▸ Directive
Render the lines from the one containing "outline person in blue wetsuit" through the end of the records as a Markdown table with the columns Row and Line text, omitting blank lines.

------------

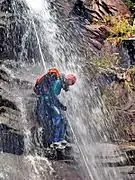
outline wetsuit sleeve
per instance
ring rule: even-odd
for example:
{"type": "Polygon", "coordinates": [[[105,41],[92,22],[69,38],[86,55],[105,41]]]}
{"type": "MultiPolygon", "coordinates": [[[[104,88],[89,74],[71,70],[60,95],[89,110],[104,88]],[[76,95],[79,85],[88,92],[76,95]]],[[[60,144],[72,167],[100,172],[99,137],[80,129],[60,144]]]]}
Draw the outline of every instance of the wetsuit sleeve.
{"type": "Polygon", "coordinates": [[[62,88],[61,87],[61,82],[60,82],[59,79],[57,79],[53,84],[53,88],[52,88],[53,93],[58,96],[60,94],[60,92],[61,92],[61,88],[62,88]]]}

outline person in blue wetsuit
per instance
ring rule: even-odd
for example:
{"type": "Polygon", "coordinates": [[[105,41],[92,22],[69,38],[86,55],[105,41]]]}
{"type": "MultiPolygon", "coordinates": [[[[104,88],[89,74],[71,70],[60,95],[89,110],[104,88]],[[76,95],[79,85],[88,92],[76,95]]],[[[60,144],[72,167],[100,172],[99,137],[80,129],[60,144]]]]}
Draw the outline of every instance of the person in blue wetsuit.
{"type": "Polygon", "coordinates": [[[51,68],[34,86],[38,96],[36,115],[45,133],[46,146],[65,140],[67,123],[61,110],[66,111],[67,107],[59,101],[58,95],[62,89],[68,91],[75,82],[74,74],[61,74],[51,68]]]}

------------

▸ Completed task
| Row | Line text |
|---|---|
| 1 | outline person in blue wetsuit |
| 2 | per instance |
| 3 | ring rule: even-odd |
| 4 | for example: |
| 5 | {"type": "Polygon", "coordinates": [[[105,41],[92,22],[69,38],[86,55],[105,41]]]} |
| 6 | {"type": "MultiPolygon", "coordinates": [[[[104,88],[89,74],[71,70],[60,95],[89,110],[104,88]],[[76,95],[79,85],[88,92],[76,95]]],[[[60,144],[72,167],[100,172],[99,137],[80,129],[60,144]]]]} |
| 7 | Draw the outline of every instance of the person in blue wetsuit. |
| 8 | {"type": "Polygon", "coordinates": [[[51,68],[34,86],[38,96],[36,115],[45,133],[46,146],[65,140],[67,123],[61,110],[66,111],[67,107],[59,101],[58,95],[62,89],[68,91],[75,82],[74,74],[61,74],[51,68]]]} |